--- start Given data ---
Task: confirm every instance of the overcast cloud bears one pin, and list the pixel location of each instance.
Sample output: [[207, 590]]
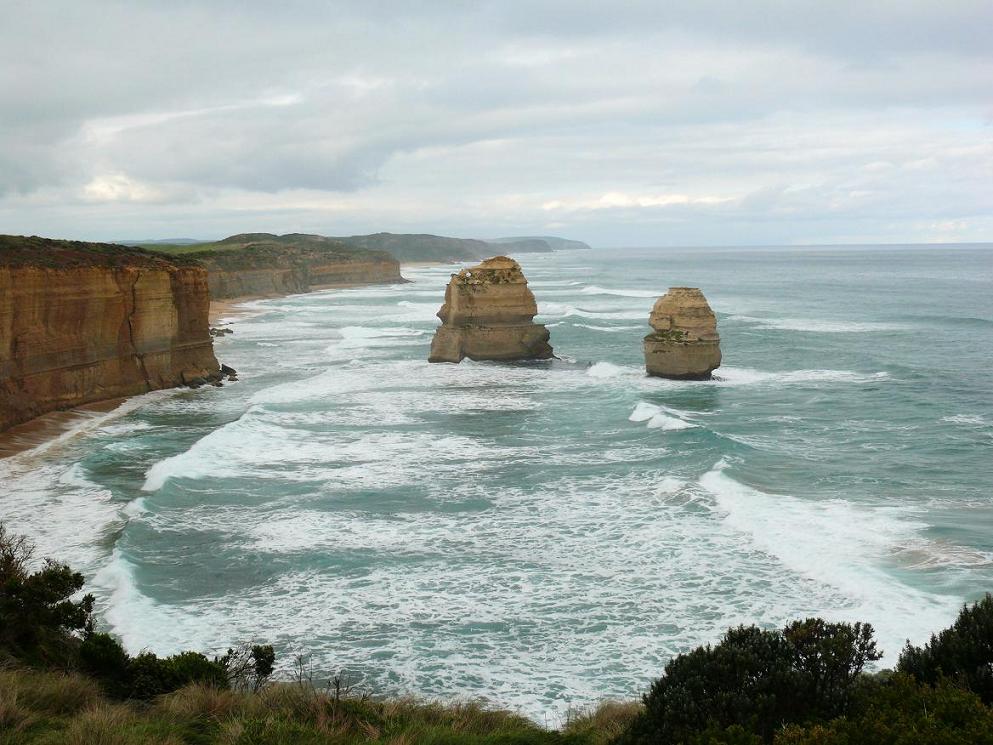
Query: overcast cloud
[[620, 123]]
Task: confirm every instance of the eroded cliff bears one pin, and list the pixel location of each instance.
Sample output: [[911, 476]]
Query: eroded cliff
[[84, 322], [684, 343], [488, 315]]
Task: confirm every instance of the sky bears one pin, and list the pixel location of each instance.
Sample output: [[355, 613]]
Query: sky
[[621, 123]]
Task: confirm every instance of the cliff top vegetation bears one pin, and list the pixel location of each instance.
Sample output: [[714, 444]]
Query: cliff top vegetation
[[34, 251], [63, 682]]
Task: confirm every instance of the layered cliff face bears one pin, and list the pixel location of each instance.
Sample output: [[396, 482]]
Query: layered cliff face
[[685, 343], [488, 315], [266, 264], [83, 322]]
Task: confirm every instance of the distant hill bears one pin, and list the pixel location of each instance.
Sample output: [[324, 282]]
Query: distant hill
[[160, 241]]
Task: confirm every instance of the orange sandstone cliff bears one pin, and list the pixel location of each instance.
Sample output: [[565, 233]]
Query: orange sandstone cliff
[[83, 322]]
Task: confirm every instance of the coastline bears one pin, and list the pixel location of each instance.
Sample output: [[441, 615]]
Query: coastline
[[47, 428]]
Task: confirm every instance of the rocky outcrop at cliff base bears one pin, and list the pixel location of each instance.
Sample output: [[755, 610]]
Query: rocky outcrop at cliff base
[[489, 315], [684, 343]]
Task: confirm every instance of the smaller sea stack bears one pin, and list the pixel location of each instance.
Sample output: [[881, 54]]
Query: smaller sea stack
[[684, 343], [489, 315]]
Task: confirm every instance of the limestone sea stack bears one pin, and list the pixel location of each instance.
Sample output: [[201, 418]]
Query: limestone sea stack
[[489, 315], [684, 343]]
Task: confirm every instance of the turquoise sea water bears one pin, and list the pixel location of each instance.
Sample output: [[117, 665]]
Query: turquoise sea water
[[548, 534]]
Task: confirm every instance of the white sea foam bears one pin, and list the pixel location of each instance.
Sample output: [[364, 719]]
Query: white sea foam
[[839, 545], [561, 310], [967, 419], [603, 370], [660, 417], [594, 290], [821, 326], [608, 329]]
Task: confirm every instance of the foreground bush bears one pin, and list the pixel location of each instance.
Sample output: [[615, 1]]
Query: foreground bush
[[962, 653], [37, 615], [901, 711], [756, 680]]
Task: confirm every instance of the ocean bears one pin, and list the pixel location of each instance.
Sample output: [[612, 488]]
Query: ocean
[[547, 534]]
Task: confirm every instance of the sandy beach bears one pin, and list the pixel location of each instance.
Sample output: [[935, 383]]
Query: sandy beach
[[48, 427]]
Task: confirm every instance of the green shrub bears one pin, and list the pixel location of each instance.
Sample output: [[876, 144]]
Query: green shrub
[[902, 711], [149, 675], [756, 680], [37, 614], [103, 657], [963, 652]]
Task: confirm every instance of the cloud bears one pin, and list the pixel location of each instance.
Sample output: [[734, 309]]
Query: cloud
[[722, 121]]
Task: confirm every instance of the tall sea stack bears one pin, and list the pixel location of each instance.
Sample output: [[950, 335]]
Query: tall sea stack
[[684, 343], [488, 315]]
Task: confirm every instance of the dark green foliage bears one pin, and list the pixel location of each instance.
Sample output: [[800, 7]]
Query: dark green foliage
[[963, 652], [901, 711], [103, 657], [757, 680], [829, 659], [146, 675], [37, 614], [149, 675], [50, 253]]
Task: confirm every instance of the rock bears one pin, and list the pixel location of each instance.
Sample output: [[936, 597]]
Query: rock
[[685, 343], [489, 315], [85, 322]]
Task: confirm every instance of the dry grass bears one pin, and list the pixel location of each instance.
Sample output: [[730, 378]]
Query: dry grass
[[13, 716], [56, 709], [198, 701], [603, 723], [51, 693]]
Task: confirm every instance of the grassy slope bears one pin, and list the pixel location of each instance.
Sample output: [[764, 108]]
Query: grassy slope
[[44, 708]]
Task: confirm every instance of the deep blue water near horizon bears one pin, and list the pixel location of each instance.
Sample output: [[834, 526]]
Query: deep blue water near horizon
[[548, 534]]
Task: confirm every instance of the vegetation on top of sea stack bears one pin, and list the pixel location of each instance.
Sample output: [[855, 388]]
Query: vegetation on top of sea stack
[[62, 682]]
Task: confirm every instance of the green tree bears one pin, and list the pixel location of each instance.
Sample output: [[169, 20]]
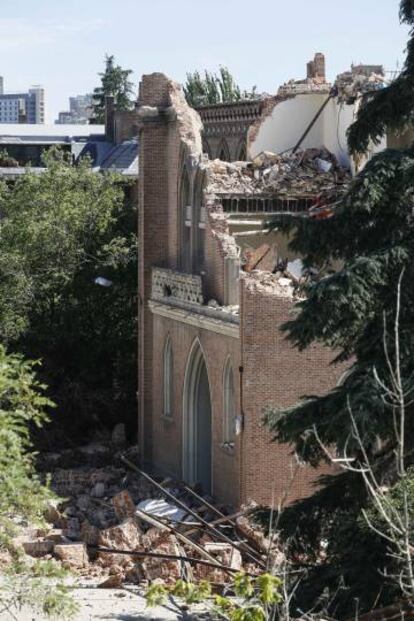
--- end Given data ---
* [Challenge]: Please lay out the lines from the line with "Task: confirm every instance of the sky" to the line with "[[47, 428]]" as a Markdown table with the columns Row and Line, skipping blank lines.

* [Complete response]:
| Row | Line |
|---|---|
| 1 | Task: confirm every instance of the sky bears one pin, and list the pixel location of each instance. |
| 2 | Sample output: [[355, 613]] |
| 3 | Query: sky |
| 4 | [[621, 123]] |
| 5 | Task: confirm every instance of the cliff top vegetation bears one pin, and list the pixel location of each instance. |
| 6 | Sample output: [[714, 444]] |
| 7 | Query: cliff top vegetation |
| 8 | [[34, 251], [63, 682]] |
| 9 | Task: confirm every instance of the layered cliff face bears one pin, and list the pixel location of each instance. |
| 10 | Sample output: [[396, 482]] |
| 11 | Query: layered cliff face |
| 12 | [[685, 343], [488, 315], [266, 264], [83, 322]] |
| 13 | Task: confirm every instance of the distant hill bears one pin, and list the pixel location of each instance. |
| 14 | Sample output: [[324, 282]] |
| 15 | Query: distant hill |
| 16 | [[160, 241]] |
| 17 | Task: confirm every instance of the orange sandstone cliff bears one pin, and list the pixel location of each instance. |
| 18 | Sample output: [[565, 233]] |
| 19 | Query: orange sandstone cliff |
| 20 | [[83, 322]] |
| 21 | Task: confirm every instance of the coastline bears one pin, and list the pixel location of each instance. |
| 22 | Sample output: [[441, 615]] |
| 23 | Query: coastline |
| 24 | [[47, 428]] |